• TASK DETAILS: From the first line to the last, restate the data word for word.

• INPUT:

⟨

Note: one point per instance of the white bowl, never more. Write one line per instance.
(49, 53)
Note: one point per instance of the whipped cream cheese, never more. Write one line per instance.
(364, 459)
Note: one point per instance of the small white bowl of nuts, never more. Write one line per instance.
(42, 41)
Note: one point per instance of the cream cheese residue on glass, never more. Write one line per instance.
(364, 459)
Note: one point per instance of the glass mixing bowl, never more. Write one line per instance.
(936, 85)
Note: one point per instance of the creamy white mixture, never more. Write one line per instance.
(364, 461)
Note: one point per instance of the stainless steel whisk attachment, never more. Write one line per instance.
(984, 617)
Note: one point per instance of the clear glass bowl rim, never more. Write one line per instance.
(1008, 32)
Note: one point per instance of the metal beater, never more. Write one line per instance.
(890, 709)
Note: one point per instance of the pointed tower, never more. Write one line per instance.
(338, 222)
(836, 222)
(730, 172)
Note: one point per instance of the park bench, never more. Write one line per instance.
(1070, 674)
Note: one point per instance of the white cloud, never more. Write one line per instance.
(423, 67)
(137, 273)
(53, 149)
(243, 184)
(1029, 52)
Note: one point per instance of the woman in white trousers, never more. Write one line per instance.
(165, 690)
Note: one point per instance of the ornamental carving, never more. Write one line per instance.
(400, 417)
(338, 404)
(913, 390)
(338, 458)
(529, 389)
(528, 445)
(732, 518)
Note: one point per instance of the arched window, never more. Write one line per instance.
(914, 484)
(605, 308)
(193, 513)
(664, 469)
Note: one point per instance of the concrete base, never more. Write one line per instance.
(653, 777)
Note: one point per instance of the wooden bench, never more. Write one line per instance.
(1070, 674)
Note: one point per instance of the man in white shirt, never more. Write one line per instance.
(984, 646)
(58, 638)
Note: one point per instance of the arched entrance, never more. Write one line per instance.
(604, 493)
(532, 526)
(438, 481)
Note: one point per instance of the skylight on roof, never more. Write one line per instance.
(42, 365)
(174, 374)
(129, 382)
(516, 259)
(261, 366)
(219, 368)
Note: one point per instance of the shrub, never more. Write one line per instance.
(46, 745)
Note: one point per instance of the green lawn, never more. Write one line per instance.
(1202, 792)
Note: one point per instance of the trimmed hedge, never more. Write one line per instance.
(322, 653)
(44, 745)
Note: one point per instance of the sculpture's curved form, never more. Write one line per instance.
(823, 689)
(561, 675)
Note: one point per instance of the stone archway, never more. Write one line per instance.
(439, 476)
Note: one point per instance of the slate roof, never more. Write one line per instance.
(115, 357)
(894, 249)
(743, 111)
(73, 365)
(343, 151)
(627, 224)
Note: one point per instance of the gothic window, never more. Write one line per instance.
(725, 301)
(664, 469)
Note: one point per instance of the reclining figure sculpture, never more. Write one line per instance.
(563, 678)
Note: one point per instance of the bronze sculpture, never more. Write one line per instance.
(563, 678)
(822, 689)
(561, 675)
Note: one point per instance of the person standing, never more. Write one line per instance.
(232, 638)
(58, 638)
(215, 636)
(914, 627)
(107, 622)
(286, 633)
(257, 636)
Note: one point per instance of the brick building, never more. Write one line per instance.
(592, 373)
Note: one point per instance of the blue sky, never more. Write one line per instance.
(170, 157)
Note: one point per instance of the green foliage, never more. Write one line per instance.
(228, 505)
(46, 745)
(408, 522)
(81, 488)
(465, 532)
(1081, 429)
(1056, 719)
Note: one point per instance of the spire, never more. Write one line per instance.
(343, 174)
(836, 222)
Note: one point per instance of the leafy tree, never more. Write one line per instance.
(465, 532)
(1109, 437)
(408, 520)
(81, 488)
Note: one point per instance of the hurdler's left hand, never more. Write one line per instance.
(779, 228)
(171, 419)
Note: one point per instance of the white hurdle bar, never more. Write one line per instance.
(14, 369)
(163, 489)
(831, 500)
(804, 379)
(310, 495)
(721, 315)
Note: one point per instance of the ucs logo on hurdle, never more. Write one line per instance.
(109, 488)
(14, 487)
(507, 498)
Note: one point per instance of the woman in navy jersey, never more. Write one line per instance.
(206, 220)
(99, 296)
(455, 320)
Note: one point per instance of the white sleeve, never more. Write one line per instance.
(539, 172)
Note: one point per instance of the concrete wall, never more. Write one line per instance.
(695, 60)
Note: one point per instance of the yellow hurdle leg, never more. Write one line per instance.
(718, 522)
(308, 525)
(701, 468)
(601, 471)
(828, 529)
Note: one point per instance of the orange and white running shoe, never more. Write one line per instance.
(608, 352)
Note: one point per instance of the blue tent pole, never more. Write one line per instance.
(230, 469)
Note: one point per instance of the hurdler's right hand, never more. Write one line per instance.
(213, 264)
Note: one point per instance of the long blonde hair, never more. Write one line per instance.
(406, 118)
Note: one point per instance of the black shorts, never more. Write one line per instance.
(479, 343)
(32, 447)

⟩

• EXERCISE OUTPUT:
Note: one point per instance of the white bowl, never more. Write one line per instance.
(49, 53)
Note: one point per instance of the whipped cream cheese, never more. Write one line per instance.
(364, 459)
Note: one point per instance of the small white bowl of nuts, never more. Write one line per instance.
(42, 41)
Note: one point per instance of the cream cheese residue on glass, never more. Write one line per instance.
(364, 459)
Note: one point per instance of the glass mixing bowl, never more. Write one line per instance.
(936, 85)
Note: one point per instance of the creamy white mixture, never more. Write one line per instance.
(364, 461)
Note: one point per instance of the stainless steel whisk attachment, never more. Write one line per instance.
(984, 617)
Note: one point per instance of the clear glass bowl rim, never more. Write one line per instance.
(1008, 32)
Note: one point per instance of the metal beater, never more. Write one line per instance.
(890, 709)
Note: one point per instance of the pointed tower, never more. Write one line per instance.
(338, 222)
(836, 222)
(730, 172)
Note: one point per instance of the park bench, never more. Write one line per instance.
(1070, 674)
Note: one point per instance of the white cloud, never more. Write one line per instance.
(423, 67)
(137, 273)
(53, 149)
(243, 184)
(1029, 52)
Note: one point per instance of the woman in white trousers, never more. Write one line per instance.
(165, 690)
Note: one point per instance of the ornamental carving, never more. Write one line per instance.
(400, 417)
(338, 404)
(913, 390)
(338, 458)
(529, 389)
(528, 445)
(732, 518)
Note: one point per instance of the arched window, never more. Write one line per instance.
(914, 484)
(605, 308)
(193, 513)
(664, 469)
Note: one point per instance of the concrete base, never more. Write one line per instance.
(653, 777)
Note: one point per instance of the wooden bench, never more. Write one line per instance.
(1070, 674)
Note: one point per instance of the man in white shirt, never more. Write one line per instance.
(984, 646)
(58, 638)
Note: one point per instance of the arched entrance, never more. Write one line per instance.
(604, 493)
(532, 526)
(438, 481)
Note: one point per instance of the skylight on roof, never more. Write one line per instance.
(42, 365)
(174, 374)
(129, 382)
(516, 259)
(261, 366)
(219, 368)
Note: one point per instance of the shrub, never more. Write one line per instance.
(46, 745)
Note: one point per instance of the green lawn, never more. Write one line per instance.
(1202, 792)
Note: one point per instance of the trimmed hedge, never more. Write one line per instance.
(322, 653)
(44, 745)
Note: one point per instance of the sculpture's curved form, never more. Write one line per instance.
(823, 689)
(561, 675)
Note: one point per instance of the stone archway, never more. Write one line per instance.
(439, 476)
Note: one point per instance of the slate roof, never more. Write one line per instance.
(115, 357)
(894, 249)
(743, 111)
(73, 365)
(343, 151)
(627, 224)
Note: one point per instance of the gothic window, never more. Write one line per instance.
(725, 301)
(664, 469)
Note: one point per instance of the reclining figure sculpture, never more. Write one line per instance.
(563, 678)
Note: one point per instance of the bronze sculpture, never more. Write one line per instance.
(563, 678)
(822, 689)
(561, 675)
Note: one point per instance of the person standing, never more. Write one line per instance.
(232, 638)
(58, 638)
(215, 636)
(914, 627)
(107, 622)
(286, 633)
(257, 636)
Note: one point per instance of the brick building, never more. Write one line per instance.
(592, 373)
Note: one point per instance of the blue sky, never more. Write one line per instance.
(170, 157)
Note: one point per instance of the green foliage, never more. Write one line per instance.
(228, 505)
(46, 745)
(408, 522)
(81, 488)
(465, 532)
(1081, 429)
(1056, 719)
Note: one point per instance of the spire, never more. Write one line per instance.
(343, 174)
(836, 222)
Note: one point per instance of the leafy tree, never more. Write one line per instance.
(465, 532)
(1109, 437)
(408, 520)
(81, 488)
Note: one point per instance of the hurdler's left hand, never more. Write one line per instance.
(779, 228)
(171, 419)
Note: one point per instance of the white hurdle bar, never more. Write one line per instance.
(14, 369)
(163, 489)
(831, 500)
(804, 379)
(310, 495)
(721, 315)
Note: one point per instance of the ucs logo on hurdle, never more. Write one line per instance.
(109, 488)
(14, 487)
(507, 498)
Note: one point per instance of the woman in navy jersey, never more. Write one line per instance.
(206, 220)
(99, 296)
(455, 320)
Note: one point per instance of the white sleeve, never more. Write one line per instance.
(539, 172)
Note: one point per instance of the concrete wall, never more. Write one line per instance.
(695, 60)
Note: one point per instance of the yellow hurdle leg, never more. Write one line per instance.
(718, 522)
(308, 525)
(701, 468)
(601, 471)
(828, 529)
Note: one point per instance of the orange and white running shoe, never more. Write one line per instance.
(608, 352)
Note: one point per instance of the blue tent pole, never more. Write one line per instance.
(230, 469)
Note: one point per instance of the hurdler's right hand, never more. Write one line per instance.
(213, 264)
Note: one point per instance of the long blonde hair, never more. Write one line per instance.
(406, 118)
Note: one point per instance of the black shorts, never more. Write one line per instance.
(479, 343)
(32, 447)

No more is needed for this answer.